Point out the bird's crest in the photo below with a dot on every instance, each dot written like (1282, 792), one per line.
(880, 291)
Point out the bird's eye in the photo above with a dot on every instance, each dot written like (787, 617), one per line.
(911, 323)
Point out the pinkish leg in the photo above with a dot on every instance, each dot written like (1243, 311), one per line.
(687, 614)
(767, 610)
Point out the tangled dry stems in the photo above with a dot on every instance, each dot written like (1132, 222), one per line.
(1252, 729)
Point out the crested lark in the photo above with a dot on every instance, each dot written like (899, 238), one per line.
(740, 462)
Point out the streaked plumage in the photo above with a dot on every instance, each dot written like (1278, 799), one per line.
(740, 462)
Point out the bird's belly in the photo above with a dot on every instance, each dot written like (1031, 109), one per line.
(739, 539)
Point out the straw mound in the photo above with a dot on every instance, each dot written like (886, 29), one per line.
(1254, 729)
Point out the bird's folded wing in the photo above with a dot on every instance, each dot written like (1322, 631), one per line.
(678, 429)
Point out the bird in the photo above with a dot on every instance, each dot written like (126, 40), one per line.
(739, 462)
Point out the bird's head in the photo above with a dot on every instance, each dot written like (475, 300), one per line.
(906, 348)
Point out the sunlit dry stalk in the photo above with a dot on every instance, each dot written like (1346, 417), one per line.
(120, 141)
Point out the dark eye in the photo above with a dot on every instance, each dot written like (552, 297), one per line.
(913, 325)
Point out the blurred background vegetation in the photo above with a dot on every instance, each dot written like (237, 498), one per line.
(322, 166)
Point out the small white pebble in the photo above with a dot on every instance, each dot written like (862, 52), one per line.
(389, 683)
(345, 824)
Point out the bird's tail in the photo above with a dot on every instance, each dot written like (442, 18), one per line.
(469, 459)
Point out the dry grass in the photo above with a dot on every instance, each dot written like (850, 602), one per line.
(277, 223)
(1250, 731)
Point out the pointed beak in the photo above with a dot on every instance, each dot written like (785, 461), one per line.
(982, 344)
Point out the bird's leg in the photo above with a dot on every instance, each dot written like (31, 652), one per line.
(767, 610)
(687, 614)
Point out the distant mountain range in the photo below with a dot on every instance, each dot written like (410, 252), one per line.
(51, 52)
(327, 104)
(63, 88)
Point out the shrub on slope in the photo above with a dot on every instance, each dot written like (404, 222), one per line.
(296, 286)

- [PROBLEM]:
Word for word, copy out the entries.

- [TASK OUTPUT]:
Point out the bird's crest in the photo below with a dot on every instance, each dot written like (1282, 792), one per line.
(880, 291)
Point out the bird's eye in the photo above with a dot on every instance, each dot written like (787, 617), one per line.
(911, 323)
Point out the pinkish leg in the photo above with a dot on every instance, each dot written like (1243, 311), one per line.
(687, 614)
(767, 610)
Point out the tangled dry stems in the photo above with a dot on every instance, each dot written like (1132, 222), one per line.
(1252, 729)
Point out the crested lark in the photo above with a dot on every instance, each dot written like (899, 238), one per line.
(740, 462)
Point out the streaked plumage in the photo above with a dot on every instance, each dot written like (1278, 799), one per line.
(740, 462)
Point out the bird's belly in the photo above with a dot on every instance, each dot written like (1031, 109), one per line.
(739, 539)
Point out the straw mound in the photo above with a dot on every instance, each dot written like (886, 29), one per line.
(1254, 729)
Point out the bird's folded wing in the photo above with a dot on every instance, each dot written like (1322, 631), one per line.
(678, 429)
Point out the bird in the photo above with a dot on every instance, each dot written like (126, 40), one per line.
(739, 462)
Point out the bird's head in the photo above with a dot on every instance, each dot written like (475, 300), one per line.
(906, 348)
Point out the sunlit dry stalk in the photo above with a dot on every instance, each dot written like (1346, 417), one per line.
(120, 141)
Point out the dark eye in the photo above with a dot on every instance, each dot written like (552, 297), one per line.
(913, 325)
Point out the blurred background vegetation in the photo above with a dot on every instance, each dot written like (237, 498), one per line.
(322, 166)
Point out the small white pebble in the photo above with a dot on every instance, each dot written like (862, 52), one per line.
(389, 683)
(345, 824)
Point out the bird's tail in the photo above with a dot on every instance, each dot written like (442, 18), one per line.
(469, 459)
Point out the dry grass in the photo above with a dot on every instance, each dot written like (850, 602), one per line.
(277, 223)
(1250, 731)
Point out the pointed beak in the photo above with a dot on every instance, each dot written like (785, 461), one per line.
(982, 344)
Point out the bird's leg in the photo above with a dot on every instance, each dot written like (31, 652), one per line.
(767, 610)
(687, 614)
Point out the distant mountain range in the photo below with a dot on every instance, each dot written like (410, 252), one per line.
(51, 52)
(327, 104)
(63, 88)
Point out the shrub on slope in the photo above with a dot on every instance, each dot written like (404, 222), one per line.
(296, 286)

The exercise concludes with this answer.